• CONSIGNE DONNÉE 1:
Répondez à ces questions sur l'extrait concernant la liquidation du divorce :
(a) À quelle date les époux se sont-ils mariés ?
(b) Quelle somme le jugement de divorce a-t-il condamné l'époux à payer à l'épouse ?
(c) Quelle mesure le juge aux affaires familiales a-t-il ordonnée avant le jugement du 5 février 2021, et a-t-elle abouti ?
• CONSIGNE DONNÉE 2:
Recopiez l'extrait concernant la liquidation du divorce de "condamné M. [R]" à "un partage amiable.", en remplaçant « partage amiable » par « règlement amiable ».
• CONSIGNE DONNÉE 3:
Reprenez l'extrait concernant la liquidation du divorce et poursuivez-le à partir de l'endroit où il s'arrête.

• TEXTE CITÉ:
***

M. [G] [R] (ci-après M. [R]) et Mme [I] [D] (ci-après Mme [D]) se sont mariés le 6 novembre 1971 devant l’officier d’état civil de [Localité 7], sans contrat de mariage préalable.

M. [R] est agriculteur et exploite des parcelles agricoles avec son frère dans le cadre d’un Groupement agricole d’exploitation en commun (‘Gaec [R]’).

Les époux se sont séparés en décembre 2002, leur divorce a été prononcé le 27 août 2015.

Le jugement de divorce a notamment :

condamné M. [R] à payer à Mme [D] une prestation compen-satoire de 50.000 euros et a reporté la date des effets du divorce au 1er décembre 2002 ;

ordonné l’ouverture des opérations de liquidation et partage des intérêts patrimoniaux des ex-époux et les a invités à saisir le notaire de leur choix afin de procéder à un partage amiable.

Le 24 octobre 2017, Mme [D] a fait assigner M. [R] devant le tribunal de grande instance d’Amiens aux fins, pour l’essentiel de voir désigner Maître [O], notaire à [Localité 6], pour procéder aux opérations de liquidation partage de la communauté et sollicitant notamment que les parts sociales détenues par l’époux au sein de Gaec [R] soient prises en compte dans le cadre des opérations de liquidation.

Le juge aux affaires familiales a ordonné une mesure de médiation qui n’a pas abouti.

Par jugement du 5 février 2021, le juge aux affaires familiales d’Amiens a notamment :

ordonné l’ouverture des opérations de compte, liquidation et partage des intérêts patrimoniaux existant entre M. [R] et Mme [D] ;

désigné Maître [O], notaire à [Localité 6] aux fins de procéder aux opérations de compte, liquidation et partage des intérêts patrimoniaux ;

dit que les parts sociales détenues par M. [R] dans le Gaec [R] sont des biens de communauté ;

ordonné l’attribution préférentielle à M. [R] des parcelles suivantes, mises à disposition du Gaec [R] :

– sur la commune de [Localité 7] : parcelles cadastrées [Cadastre 14], [Cadastre 12], [Cadastre 13], [Cadastre 15], [Cadastre 16],

– sur la commune d'[Localité 8] : parcelle cadastrée [Cadastre 19],

– sur la commune de [Localité 11] : parcelle cadastrée [Cadastre 18],

– sur la commune de [Localité 9] : parcelle cadastrée [Cadastre 17];

débouté Mme [D] de sa demande formée à titre subsidiaire tendant à ce qu’il soit fait application de l’article 1476 alinéa 2 du code civil ;

dit que le notaire commis répartirait entre les parties le solde du compte courant selon les règles de l’indivision, à la date du partage ;

débouté Mme [D] de sa demande fondée sur l’article 700 du code de procédure civile ;

rejeté le surplus des demandes des parties ;

dit que les dépens seraient partagés par moitié entre M. [R] et Mme [D] et utilisés en frais privilégiés de partage avec droit pour les avocats des parties de recouvrer ceux dont ils avaient fait l’avance sans avoir reçu provision ;

ordonné l’exécution provisoire.

***

• DONNÉES AFFICHÉES:
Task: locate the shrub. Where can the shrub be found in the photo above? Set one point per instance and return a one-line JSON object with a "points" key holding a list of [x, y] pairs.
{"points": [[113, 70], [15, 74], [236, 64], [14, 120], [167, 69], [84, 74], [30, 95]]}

***

• RÉSULTAT ATTENDU 1:
(a) Le 6 novembre 1971.
(b) 50.000 euros.
(c) Une mesure de médiation, qui n'a pas abouti.

• RÉSULTAT ATTENDU 2:
condamné M. [R] à payer à Mme [D] une prestation compen-satoire de 50.000 euros et a reporté la date des effets du divorce au 1er décembre 2002 ;

ordonné l’ouverture des opérations de liquidation et partage des intérêts patrimoniaux des ex-époux et les a invités à saisir le notaire de leur choix afin de procéder à un règlement amiable.

• RÉSULTAT ATTENDU 3:
Par une déclaration transmise à la cour par la voie électronique le 2 avril 2021, M. [R] a interjeté appel de ce jugement en ce qu’il a :

– dit que les parts sociales détenues par M. [R] dans le Gaec [R] sont des biens de communauté ;

– dit que le notaire répartira entre les parties le solde du compte courant selon les règles de l’indivision à la date du partage.

Me Marc Decramer a déposé sa constitution d’avocat au soutien des intérêts de Mme [I] [D], intimée, le 28 avril 2021.

Le 9 mai 2022, Me Decramer s’est constitué avocat au soutien des intérêts de Mme [T] [R] épouse [X] et de M. [K] [R], fille et fils de Mme [D] et venant aux droits de cette dernière décédée le 11 mars 2022, et intervenants volontaires à l’instance d’appel.

Les parties ont déposé leurs conclusions dans les délais légaux, l’appelant le 28 juin 2021, le 14 novembre 2022, le 25 novembre 2022, Mme [I] [D] intimée le 24 septembre 2021, ses ayants droit le 17 mai 2022 et le 21 novembre 2022.

Après clôture de l’instruction par ordonnance du 22 novembre 2022, l’affaire a été appelée à l’audience du 24 novembre 2022 et a fait l’objet d’un renvoi à l’audience du 18 janvier 2023.

Par voie de conclusions régularisées le 25 novembre 2022, l’appelant a sollicité le rabat de l’ordonnance de clôture.

L’affaire a été évoquée à l’audience du 18 janvier 2023.

A l’issue des débats, la décision de la cour a été mise en délibéré au 30 mars 2023, par mise à disposition de l’arrêt aux parties au greffe.

Moyens

– Prétentions des parties :

Aux termes de ses dernières conclusions du 25 novembre 2022, M. [R] demande à la cour de :

le dire et juger recevable et bien fondé en son appel ;

infirmer le jugement entrepris en ce qu’il a dit que les parts sociales qu’il détient dans le Gaec [R] sont des biens de communauté et que le notaire répartira entre les deux parties le solde du compte courant selon les règles de l’indivision à la date du partage ;

Statuant à nouveau,

juger que les parts sociales qu’il détient au sein du Gaec [R] sont des biens qui lui sont propres ;

juger que le montant du compte courant dont il était titulaire à la date du 1er décembre 2002, date des effets du divorce entre époux devra être partagé par moitié entre lui et les héritiers de Mme [D] ;

juger que la différence entre le solde du compte courant à la date des effets du divorce et celui apparaissant à la date du partage lui demeurera acquis ;

A titre subsidiaire et si par impossible les parts sociales devaient être considérées communes :

ordonner au notaire instrumentaire, éventuellement avec le concours d’un expert agricole et foncier, de procéder à l’évaluation de l’indemnité susceptible d’être dûe par M. [R] à l’indivision en vertu de l’article 815-9 du Code Civil à raison de l’usage privatif effectué des parts détenues dans le Gaec de la date d’effet du divorce à la date du partage ;

confirmer le jugement pour le surplus ;

porter les dépens en frais privilégiés de partage dont distraction au profit de Me Wadier, avocat aux offres de droit.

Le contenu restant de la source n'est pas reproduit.